* _TASK PROMPT_: Reproduce every line in the stretch from the line containing "mark the pickup" through the line containing "xmin=288 ymin=134 xmax=296 ymax=196", requests included, and add 46 to each bounding-box coordinate in the answers. Leave the sample coordinates inside the requests unchanged.

* _INPUT ROWS_:
|---|
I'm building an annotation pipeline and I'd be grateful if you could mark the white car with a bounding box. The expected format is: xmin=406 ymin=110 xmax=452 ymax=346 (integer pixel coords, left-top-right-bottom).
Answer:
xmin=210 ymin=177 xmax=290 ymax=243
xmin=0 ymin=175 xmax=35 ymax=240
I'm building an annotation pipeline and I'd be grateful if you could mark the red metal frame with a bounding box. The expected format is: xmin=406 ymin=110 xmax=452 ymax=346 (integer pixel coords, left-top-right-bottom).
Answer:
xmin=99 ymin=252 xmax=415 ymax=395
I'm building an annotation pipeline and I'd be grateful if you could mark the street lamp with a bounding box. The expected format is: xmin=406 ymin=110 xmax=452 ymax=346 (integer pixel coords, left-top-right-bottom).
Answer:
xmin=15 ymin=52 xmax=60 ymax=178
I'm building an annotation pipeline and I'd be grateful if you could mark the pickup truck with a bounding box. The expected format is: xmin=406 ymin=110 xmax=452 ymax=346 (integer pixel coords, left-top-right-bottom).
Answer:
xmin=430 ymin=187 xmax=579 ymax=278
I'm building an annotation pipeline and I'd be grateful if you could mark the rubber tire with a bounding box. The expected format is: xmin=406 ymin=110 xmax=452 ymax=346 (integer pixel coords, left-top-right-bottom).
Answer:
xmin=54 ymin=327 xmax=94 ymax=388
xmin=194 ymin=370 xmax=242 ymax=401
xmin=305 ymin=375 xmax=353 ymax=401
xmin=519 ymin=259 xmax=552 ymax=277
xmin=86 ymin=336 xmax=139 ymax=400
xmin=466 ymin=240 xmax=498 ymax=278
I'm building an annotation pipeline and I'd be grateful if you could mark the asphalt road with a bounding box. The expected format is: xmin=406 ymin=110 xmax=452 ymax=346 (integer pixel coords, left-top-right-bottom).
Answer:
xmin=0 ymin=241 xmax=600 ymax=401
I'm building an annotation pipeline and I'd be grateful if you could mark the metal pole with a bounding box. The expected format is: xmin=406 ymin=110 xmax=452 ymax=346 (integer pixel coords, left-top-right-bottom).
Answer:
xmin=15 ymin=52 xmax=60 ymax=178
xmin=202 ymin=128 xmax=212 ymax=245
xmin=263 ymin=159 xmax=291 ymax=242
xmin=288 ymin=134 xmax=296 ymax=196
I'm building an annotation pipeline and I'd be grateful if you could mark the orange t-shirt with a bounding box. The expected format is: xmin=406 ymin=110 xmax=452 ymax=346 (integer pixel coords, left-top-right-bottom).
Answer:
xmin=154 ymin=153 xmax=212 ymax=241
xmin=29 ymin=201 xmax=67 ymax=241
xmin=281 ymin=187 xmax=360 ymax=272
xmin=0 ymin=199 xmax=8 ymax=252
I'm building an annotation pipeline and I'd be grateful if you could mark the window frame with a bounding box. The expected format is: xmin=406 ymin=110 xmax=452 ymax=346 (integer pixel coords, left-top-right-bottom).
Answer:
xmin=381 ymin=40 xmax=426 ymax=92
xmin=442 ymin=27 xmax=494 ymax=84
|---|
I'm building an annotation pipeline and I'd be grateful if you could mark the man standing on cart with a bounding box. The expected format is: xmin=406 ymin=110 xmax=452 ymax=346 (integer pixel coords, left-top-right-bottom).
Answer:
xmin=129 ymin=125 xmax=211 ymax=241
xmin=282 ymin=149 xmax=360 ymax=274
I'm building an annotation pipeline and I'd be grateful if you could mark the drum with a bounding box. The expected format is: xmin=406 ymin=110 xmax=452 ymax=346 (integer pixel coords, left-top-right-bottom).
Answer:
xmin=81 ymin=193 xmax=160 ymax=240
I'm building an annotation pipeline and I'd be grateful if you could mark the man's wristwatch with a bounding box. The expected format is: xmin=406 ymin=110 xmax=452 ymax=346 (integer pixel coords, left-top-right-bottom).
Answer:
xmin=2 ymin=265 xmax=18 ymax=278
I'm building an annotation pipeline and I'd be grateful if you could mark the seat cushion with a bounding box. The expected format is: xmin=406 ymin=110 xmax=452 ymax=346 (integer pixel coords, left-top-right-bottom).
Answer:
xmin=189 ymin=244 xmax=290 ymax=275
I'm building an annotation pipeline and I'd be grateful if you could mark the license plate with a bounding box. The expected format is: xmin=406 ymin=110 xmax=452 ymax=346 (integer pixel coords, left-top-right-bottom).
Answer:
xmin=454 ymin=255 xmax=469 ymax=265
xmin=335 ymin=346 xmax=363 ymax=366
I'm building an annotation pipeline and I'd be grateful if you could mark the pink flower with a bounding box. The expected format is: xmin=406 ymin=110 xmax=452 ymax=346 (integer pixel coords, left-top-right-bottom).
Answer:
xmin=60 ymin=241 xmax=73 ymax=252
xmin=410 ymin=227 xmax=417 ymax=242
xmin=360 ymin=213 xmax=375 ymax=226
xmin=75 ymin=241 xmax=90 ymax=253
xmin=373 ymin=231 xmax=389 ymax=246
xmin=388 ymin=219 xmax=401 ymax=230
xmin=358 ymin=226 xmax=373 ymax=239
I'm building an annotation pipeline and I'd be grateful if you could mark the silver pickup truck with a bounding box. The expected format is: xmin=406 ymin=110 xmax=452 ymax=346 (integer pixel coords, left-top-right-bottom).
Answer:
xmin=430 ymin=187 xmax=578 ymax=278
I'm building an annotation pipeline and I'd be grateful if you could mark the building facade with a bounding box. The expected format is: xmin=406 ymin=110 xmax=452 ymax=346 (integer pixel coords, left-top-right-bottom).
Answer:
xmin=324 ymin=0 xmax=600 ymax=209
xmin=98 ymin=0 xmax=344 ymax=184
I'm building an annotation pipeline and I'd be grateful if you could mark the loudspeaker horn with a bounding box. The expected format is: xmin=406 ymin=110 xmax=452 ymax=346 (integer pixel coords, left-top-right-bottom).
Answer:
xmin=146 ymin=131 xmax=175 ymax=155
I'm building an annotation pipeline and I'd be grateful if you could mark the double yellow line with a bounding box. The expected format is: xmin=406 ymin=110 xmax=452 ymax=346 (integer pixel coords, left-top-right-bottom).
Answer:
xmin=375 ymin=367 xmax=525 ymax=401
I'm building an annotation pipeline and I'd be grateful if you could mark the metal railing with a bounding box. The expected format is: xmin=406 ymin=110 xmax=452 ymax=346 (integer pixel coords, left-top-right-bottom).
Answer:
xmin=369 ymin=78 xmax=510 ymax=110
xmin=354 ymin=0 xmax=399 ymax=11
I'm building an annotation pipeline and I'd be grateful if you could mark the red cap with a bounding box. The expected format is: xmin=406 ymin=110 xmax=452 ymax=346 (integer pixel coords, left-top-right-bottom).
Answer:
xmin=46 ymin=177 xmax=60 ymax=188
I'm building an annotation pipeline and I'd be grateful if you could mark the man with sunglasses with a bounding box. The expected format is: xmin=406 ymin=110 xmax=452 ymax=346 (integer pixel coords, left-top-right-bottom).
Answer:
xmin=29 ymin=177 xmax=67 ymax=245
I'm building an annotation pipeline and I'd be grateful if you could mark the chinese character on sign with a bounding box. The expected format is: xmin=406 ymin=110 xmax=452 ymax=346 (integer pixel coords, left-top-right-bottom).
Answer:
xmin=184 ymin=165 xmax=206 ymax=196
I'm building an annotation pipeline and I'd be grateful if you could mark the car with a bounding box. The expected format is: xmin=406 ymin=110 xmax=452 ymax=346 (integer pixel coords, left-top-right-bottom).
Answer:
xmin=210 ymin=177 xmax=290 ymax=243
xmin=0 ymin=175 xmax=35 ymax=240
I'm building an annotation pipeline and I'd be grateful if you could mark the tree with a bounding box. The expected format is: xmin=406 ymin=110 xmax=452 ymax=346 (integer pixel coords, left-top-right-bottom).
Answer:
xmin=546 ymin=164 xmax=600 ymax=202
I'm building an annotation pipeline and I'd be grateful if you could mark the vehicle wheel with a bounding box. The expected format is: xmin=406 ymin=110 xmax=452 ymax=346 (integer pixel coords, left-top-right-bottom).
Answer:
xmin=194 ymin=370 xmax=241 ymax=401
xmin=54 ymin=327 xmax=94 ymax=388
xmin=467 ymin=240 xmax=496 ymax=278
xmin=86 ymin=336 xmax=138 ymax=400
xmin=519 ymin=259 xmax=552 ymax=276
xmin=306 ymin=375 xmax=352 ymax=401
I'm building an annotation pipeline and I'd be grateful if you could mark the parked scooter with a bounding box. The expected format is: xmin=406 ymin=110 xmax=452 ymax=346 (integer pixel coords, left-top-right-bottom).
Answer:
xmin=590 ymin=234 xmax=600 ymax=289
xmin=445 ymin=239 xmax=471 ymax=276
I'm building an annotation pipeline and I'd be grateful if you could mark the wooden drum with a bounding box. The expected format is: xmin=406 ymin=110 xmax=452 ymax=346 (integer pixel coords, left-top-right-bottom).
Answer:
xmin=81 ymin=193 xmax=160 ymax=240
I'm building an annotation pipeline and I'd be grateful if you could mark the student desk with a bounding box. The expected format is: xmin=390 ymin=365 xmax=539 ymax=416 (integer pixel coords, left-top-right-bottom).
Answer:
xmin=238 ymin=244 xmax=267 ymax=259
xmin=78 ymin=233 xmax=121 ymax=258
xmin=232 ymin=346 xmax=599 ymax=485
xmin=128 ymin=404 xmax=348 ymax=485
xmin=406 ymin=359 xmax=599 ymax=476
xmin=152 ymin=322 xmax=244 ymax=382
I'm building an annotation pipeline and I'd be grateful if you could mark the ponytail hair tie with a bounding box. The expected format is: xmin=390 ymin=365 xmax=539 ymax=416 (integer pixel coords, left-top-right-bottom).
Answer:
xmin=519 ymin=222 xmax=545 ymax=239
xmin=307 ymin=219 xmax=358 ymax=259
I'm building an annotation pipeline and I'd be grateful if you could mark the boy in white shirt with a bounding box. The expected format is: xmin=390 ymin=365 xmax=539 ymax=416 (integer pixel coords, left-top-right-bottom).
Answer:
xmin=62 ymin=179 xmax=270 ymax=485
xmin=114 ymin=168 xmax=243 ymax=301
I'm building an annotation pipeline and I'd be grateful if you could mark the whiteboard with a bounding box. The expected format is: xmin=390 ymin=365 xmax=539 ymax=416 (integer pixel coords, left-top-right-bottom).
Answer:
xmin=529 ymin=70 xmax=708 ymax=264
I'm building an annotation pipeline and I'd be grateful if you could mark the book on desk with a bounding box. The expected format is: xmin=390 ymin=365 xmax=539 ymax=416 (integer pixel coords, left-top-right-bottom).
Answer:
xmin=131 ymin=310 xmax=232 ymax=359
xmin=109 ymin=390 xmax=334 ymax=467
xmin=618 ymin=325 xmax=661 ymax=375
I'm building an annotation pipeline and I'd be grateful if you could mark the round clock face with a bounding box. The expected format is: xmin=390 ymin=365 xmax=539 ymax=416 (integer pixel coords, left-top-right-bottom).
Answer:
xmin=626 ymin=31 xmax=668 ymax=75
|---|
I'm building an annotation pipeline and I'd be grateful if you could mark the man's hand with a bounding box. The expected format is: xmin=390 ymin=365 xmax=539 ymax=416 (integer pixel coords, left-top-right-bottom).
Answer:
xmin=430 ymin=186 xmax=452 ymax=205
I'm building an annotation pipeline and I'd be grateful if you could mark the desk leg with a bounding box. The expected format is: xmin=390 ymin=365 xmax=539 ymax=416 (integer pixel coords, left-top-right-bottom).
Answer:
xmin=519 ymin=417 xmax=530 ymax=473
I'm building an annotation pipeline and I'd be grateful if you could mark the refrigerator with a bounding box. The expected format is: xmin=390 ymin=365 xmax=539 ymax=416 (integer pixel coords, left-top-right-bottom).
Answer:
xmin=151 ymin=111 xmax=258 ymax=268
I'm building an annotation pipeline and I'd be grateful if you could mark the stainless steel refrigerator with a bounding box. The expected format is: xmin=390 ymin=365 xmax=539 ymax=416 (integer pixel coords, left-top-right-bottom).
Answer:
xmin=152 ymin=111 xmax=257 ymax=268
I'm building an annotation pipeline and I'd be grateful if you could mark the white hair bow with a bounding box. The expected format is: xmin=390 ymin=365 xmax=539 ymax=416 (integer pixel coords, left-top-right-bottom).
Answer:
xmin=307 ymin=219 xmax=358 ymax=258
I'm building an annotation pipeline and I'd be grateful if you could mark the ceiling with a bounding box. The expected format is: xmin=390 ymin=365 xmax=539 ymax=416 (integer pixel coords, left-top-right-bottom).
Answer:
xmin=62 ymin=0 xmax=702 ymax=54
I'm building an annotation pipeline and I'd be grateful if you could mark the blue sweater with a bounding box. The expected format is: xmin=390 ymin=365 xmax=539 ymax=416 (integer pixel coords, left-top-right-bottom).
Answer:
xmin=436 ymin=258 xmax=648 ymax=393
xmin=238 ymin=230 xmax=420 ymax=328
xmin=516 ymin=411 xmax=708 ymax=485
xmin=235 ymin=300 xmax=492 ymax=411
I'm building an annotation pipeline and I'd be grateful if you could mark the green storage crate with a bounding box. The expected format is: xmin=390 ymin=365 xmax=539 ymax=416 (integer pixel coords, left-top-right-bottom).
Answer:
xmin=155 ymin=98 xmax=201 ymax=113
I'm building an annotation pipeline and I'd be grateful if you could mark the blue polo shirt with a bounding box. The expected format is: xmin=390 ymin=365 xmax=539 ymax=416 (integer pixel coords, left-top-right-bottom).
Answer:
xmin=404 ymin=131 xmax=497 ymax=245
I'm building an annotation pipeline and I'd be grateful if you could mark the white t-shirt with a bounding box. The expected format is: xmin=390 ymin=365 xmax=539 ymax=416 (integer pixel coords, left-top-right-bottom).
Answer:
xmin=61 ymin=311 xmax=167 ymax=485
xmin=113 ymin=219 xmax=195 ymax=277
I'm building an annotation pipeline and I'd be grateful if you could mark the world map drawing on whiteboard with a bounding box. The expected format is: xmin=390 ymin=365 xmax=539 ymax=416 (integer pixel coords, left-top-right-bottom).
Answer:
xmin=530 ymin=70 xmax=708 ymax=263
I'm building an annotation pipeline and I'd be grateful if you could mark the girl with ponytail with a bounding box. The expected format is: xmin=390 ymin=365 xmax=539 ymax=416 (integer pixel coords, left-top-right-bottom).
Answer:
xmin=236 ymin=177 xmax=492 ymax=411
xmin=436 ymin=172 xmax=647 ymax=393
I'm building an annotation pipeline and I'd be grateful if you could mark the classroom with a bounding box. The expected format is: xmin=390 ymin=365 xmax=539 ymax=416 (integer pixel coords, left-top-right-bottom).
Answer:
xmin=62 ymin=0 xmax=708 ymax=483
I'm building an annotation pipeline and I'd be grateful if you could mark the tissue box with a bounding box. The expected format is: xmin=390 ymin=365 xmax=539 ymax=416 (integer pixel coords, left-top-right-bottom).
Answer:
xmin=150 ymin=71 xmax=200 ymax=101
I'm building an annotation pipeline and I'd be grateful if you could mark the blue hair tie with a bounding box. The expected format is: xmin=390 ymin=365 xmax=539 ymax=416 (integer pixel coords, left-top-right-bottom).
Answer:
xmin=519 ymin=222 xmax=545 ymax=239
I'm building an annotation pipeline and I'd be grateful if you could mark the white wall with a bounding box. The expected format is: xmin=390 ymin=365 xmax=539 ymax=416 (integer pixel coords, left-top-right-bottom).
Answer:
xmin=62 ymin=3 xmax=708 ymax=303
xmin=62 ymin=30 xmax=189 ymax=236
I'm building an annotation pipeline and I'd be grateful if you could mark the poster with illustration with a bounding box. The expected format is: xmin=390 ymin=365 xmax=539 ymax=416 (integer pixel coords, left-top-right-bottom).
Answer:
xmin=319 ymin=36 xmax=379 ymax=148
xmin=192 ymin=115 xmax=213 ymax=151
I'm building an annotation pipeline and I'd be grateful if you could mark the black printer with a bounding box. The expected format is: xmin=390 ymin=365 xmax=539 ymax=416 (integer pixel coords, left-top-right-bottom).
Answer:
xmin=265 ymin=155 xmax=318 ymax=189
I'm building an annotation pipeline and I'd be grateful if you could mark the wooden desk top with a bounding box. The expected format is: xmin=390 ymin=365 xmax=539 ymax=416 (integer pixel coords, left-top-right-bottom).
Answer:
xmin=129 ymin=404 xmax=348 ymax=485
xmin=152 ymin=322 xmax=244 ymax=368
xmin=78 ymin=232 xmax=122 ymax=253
|---|
* _THE SOLUTION_:
I'm building an annotation pipeline and I'd be grateful if you could mark the pickup truck with a bounding box. The expected format is: xmin=406 ymin=110 xmax=452 ymax=346 (integer pixel coords, left-top-right-bottom).
Answer:
xmin=476 ymin=233 xmax=625 ymax=324
I'm building an annotation pipeline and I'd be grateful if you could mark the rubber tire with a bounding box. The expected format is: xmin=406 ymin=110 xmax=452 ymax=346 (integer pixel coords, left-top-right-bottom).
Answer:
xmin=100 ymin=373 xmax=140 ymax=434
xmin=240 ymin=416 xmax=288 ymax=447
xmin=351 ymin=421 xmax=399 ymax=447
xmin=565 ymin=305 xmax=598 ymax=323
xmin=132 ymin=382 xmax=185 ymax=446
xmin=512 ymin=286 xmax=544 ymax=324
I'm building an annotation pipeline and I'd be grateful if you could mark the asphalt road with a bounding box. The expected format is: xmin=406 ymin=110 xmax=452 ymax=346 (integer pixel coords, left-top-right-bottom).
Answer:
xmin=46 ymin=287 xmax=646 ymax=447
I'm building an annotation pipeline and I'd be grateful if you could mark the metal pole with a bounding box. The expected format is: xmin=406 ymin=110 xmax=452 ymax=346 (integer pixel coords, left-top-right-bottom).
Answer:
xmin=61 ymin=98 xmax=106 ymax=224
xmin=248 ymin=174 xmax=258 ymax=291
xmin=309 ymin=205 xmax=337 ymax=288
xmin=334 ymin=180 xmax=342 ymax=242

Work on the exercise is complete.